[Entries supplied — start]

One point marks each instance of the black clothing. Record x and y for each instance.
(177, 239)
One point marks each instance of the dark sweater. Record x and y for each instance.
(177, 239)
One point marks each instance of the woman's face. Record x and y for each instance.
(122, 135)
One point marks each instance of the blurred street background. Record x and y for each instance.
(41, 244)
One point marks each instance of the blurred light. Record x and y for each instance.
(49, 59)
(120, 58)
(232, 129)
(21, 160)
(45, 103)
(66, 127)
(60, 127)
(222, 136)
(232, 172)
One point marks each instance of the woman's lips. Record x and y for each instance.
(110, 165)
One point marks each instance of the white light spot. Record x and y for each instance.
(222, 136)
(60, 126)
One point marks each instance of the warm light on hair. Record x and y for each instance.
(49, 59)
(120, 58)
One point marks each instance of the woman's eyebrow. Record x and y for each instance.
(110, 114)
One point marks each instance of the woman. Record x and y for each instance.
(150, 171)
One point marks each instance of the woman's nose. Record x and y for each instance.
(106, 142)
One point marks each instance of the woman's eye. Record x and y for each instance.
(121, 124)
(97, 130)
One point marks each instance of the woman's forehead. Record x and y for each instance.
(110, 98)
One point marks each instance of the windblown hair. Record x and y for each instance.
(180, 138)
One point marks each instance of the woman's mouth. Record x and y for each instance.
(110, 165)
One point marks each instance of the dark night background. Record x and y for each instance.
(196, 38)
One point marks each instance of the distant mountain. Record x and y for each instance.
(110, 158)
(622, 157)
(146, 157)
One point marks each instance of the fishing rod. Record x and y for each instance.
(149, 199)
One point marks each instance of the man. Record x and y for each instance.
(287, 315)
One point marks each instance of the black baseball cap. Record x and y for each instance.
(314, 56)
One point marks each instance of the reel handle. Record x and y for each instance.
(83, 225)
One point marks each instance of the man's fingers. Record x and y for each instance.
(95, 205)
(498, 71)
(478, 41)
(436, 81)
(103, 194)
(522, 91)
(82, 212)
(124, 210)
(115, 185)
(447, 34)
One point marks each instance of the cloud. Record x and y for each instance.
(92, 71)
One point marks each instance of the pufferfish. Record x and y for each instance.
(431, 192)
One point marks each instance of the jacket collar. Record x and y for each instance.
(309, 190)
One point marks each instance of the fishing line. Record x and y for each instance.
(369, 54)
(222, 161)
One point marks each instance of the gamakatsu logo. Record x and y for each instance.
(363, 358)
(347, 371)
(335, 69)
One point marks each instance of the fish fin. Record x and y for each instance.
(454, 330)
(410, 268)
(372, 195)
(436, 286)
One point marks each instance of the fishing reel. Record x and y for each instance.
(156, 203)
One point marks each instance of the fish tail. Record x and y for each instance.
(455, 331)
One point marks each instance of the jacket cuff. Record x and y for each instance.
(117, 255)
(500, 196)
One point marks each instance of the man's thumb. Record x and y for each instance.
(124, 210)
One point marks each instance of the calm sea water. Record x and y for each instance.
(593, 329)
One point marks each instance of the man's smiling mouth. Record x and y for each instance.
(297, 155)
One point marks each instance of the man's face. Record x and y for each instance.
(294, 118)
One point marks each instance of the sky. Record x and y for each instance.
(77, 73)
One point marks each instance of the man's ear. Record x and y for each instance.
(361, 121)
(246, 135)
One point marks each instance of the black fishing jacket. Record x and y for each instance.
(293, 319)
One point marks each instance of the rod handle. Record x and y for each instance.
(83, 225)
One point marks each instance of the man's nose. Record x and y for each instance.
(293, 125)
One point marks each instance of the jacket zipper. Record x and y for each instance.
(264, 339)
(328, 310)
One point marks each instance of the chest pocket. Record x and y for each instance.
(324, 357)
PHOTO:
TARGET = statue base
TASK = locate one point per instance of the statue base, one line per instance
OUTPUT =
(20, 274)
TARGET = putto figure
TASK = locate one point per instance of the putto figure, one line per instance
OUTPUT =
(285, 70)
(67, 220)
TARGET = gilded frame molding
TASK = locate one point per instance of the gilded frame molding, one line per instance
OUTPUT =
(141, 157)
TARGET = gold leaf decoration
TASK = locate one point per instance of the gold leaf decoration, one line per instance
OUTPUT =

[Entries supplied — finish]

- **What you are asked to do**:
Copy out each line in the listing that has the word "gold".

- **Output for this task**:
TARGET = gold leaf decoration
TASK = locate one point per instance of the gold leaf decoration, one line per instance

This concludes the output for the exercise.